===== Data extract
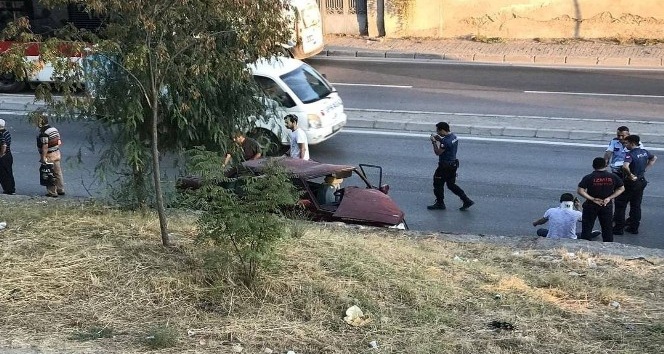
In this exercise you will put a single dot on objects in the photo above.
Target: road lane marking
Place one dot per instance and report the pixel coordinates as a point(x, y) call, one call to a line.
point(370, 85)
point(477, 138)
point(593, 94)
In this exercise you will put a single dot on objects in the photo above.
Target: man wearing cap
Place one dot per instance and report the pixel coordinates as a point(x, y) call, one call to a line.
point(48, 145)
point(6, 161)
point(562, 220)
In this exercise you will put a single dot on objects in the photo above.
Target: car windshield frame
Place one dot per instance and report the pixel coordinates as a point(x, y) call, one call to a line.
point(307, 84)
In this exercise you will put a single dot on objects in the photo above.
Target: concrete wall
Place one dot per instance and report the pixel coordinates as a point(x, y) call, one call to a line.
point(522, 18)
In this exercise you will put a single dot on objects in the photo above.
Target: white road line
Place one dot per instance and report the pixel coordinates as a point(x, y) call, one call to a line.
point(370, 85)
point(593, 94)
point(476, 138)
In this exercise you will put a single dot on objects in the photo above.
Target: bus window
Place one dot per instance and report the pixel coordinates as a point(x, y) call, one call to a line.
point(274, 91)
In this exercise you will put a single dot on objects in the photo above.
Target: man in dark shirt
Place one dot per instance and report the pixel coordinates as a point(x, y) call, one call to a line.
point(637, 161)
point(445, 145)
point(599, 188)
point(251, 150)
point(6, 161)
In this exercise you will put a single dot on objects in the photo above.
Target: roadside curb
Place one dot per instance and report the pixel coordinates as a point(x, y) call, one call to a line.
point(639, 62)
point(576, 129)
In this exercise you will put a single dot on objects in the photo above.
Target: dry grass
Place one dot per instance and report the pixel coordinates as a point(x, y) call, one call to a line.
point(85, 278)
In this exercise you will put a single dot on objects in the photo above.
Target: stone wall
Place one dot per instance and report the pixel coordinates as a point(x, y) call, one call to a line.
point(521, 19)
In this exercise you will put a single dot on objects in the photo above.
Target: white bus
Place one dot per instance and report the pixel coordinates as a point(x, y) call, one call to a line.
point(307, 37)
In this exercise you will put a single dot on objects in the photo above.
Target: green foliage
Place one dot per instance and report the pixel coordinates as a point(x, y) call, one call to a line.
point(161, 337)
point(92, 333)
point(160, 76)
point(242, 216)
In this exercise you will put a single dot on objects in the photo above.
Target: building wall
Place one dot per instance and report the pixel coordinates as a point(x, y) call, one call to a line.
point(521, 18)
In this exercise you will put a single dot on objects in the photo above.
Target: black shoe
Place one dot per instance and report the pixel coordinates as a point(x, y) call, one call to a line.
point(467, 204)
point(436, 206)
point(632, 230)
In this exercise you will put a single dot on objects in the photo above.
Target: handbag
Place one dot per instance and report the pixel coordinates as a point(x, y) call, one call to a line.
point(46, 174)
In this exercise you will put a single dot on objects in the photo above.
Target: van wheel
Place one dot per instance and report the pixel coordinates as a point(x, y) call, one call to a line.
point(270, 144)
point(9, 84)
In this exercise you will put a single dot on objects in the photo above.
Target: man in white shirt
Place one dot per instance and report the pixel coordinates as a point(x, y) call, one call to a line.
point(298, 142)
point(562, 220)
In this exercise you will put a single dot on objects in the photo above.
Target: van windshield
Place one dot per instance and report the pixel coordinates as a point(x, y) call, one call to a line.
point(307, 84)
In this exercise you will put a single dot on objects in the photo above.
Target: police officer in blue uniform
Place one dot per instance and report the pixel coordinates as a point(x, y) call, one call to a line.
point(445, 145)
point(637, 161)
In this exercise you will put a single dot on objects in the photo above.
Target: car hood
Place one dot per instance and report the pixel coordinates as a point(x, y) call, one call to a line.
point(370, 205)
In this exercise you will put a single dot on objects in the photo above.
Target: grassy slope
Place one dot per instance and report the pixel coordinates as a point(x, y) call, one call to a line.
point(67, 270)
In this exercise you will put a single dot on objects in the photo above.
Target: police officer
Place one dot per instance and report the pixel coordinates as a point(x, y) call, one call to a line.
point(6, 161)
point(445, 145)
point(599, 188)
point(637, 161)
point(616, 151)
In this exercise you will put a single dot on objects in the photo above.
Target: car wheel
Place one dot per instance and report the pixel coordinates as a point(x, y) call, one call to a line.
point(270, 144)
point(9, 84)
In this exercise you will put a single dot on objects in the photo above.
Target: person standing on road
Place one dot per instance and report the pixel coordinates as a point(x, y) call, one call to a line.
point(616, 151)
point(48, 145)
point(298, 140)
point(599, 188)
point(637, 161)
point(562, 220)
point(6, 161)
point(445, 145)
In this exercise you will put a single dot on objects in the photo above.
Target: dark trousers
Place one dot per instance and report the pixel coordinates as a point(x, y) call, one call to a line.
point(446, 174)
point(633, 195)
point(591, 212)
point(7, 173)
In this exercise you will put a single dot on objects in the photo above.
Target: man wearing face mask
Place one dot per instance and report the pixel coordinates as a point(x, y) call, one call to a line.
point(562, 220)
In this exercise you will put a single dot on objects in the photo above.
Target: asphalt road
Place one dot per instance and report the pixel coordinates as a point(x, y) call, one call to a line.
point(512, 183)
point(497, 89)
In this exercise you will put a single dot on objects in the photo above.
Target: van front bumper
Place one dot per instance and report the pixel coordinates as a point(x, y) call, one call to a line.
point(316, 136)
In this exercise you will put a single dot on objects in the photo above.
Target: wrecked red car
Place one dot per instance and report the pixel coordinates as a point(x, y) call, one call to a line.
point(338, 192)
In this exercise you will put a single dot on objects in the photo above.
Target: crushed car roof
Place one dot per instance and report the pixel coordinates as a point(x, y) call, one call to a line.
point(300, 168)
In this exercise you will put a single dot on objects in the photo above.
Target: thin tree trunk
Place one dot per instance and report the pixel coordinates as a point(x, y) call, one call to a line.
point(163, 223)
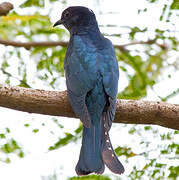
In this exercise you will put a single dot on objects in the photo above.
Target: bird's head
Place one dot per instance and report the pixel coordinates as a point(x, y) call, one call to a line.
point(77, 17)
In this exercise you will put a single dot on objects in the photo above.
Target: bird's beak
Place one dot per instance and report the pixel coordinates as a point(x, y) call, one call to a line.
point(58, 22)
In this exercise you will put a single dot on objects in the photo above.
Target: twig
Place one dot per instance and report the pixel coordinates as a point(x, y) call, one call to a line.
point(29, 45)
point(56, 103)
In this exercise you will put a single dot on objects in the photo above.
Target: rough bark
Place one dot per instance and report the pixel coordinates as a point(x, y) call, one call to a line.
point(29, 45)
point(56, 103)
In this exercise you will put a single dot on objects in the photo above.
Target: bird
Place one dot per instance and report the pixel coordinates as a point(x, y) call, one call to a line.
point(92, 73)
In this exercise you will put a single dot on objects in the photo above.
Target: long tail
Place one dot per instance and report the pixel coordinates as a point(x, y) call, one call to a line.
point(90, 159)
point(109, 157)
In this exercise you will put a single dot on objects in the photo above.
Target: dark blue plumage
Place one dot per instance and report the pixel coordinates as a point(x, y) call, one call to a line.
point(92, 73)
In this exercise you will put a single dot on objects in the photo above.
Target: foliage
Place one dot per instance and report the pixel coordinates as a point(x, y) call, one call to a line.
point(90, 177)
point(143, 65)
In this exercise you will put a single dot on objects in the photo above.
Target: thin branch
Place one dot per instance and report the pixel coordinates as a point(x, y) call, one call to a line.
point(29, 45)
point(56, 103)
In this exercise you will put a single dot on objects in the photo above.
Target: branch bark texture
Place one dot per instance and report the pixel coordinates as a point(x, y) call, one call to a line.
point(57, 104)
point(29, 45)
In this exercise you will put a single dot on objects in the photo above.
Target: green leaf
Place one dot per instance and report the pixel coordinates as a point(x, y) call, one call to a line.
point(35, 130)
point(29, 3)
point(175, 4)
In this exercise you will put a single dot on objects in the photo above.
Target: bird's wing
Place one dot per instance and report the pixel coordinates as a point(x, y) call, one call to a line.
point(110, 72)
point(81, 74)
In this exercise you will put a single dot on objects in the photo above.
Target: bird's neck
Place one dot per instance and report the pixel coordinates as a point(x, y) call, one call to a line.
point(82, 30)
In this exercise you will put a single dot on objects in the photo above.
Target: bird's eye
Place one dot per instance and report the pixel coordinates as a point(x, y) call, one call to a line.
point(67, 14)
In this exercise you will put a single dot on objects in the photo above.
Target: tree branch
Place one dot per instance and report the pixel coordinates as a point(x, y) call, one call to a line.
point(29, 45)
point(56, 103)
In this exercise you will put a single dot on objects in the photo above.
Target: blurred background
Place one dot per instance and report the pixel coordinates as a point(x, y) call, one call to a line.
point(43, 147)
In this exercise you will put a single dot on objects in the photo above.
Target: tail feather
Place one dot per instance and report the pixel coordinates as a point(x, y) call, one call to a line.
point(109, 157)
point(90, 159)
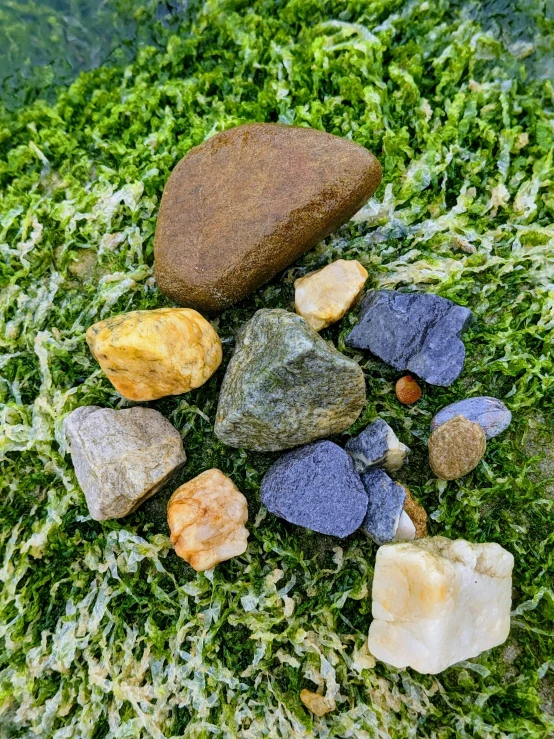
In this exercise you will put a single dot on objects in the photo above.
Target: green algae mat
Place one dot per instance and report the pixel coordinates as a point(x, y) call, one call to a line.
point(104, 632)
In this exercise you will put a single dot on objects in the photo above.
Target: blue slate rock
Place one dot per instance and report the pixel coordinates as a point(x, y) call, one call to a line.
point(415, 332)
point(490, 413)
point(377, 446)
point(385, 505)
point(317, 487)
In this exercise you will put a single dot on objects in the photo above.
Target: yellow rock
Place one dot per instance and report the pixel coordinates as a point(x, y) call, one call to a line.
point(316, 703)
point(147, 354)
point(324, 296)
point(206, 517)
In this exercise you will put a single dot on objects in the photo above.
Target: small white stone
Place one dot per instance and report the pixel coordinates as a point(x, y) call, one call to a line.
point(324, 296)
point(405, 530)
point(437, 602)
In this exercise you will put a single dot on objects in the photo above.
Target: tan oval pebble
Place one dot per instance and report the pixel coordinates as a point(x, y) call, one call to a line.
point(456, 448)
point(148, 354)
point(324, 296)
point(206, 517)
point(316, 703)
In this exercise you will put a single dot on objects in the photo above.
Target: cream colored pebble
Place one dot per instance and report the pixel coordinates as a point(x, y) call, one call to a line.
point(148, 354)
point(438, 601)
point(324, 296)
point(206, 517)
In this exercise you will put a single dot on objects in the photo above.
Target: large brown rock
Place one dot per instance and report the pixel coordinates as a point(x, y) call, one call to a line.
point(247, 202)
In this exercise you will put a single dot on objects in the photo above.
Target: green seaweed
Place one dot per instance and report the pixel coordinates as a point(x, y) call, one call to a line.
==========
Copy everything from the start of the records above down to the line containing "point(576, 129)", swapping "road lane marking" for "lane stripe" and keeping all else the same. Leave the pictures out.

**Written response**
In this exercise you will put a single dot on objects in the photo above.
Target: lane stripe
Place one dot per instance and report the pixel coordinates as a point(x, y) call, one call to a line.
point(370, 85)
point(477, 138)
point(593, 94)
In this exercise you will put a single dot on objects in the photo above.
Target: man wearing cap
Place one dot per instance and report the pixel coordinates as a point(x, y) call, one call to a line.
point(48, 145)
point(6, 161)
point(562, 220)
In this exercise you will put a single dot on objects in the photo above.
Target: car windshield frame
Place one dot per instance and report the pixel coordinates as a point(x, y) call, one call to a line.
point(307, 84)
In this exercise you will put a single dot on objects in the photo above.
Target: concrete wall
Place one dot per instance and report the pixel coordinates as a point(x, y) call, one call to a line.
point(522, 18)
In this exercise you will put a single dot on objects in the photo above.
Target: white road line
Place one dot per instance and report the pixel coordinates as a point(x, y) call, one call to a line.
point(370, 85)
point(593, 94)
point(476, 138)
In this exercise you will put a single dot on objects in the photo above.
Target: bus window
Place one dot per instance and report the pixel coordinates as a point(x, y) call, one call to a line.
point(274, 91)
In this exercise you will put a single dot on objects in the photo above.
Target: man in dark shirt
Place one dot per instance and report the pixel coordinates as a point(x, y) call, one call to a line.
point(637, 161)
point(445, 145)
point(599, 188)
point(251, 150)
point(6, 161)
In this exercise you will put a single dot on objects in the photo above.
Target: roadside curb
Place one dot per instance and report the pixel coordinates as a point(x, y) call, one call to a line.
point(639, 62)
point(576, 129)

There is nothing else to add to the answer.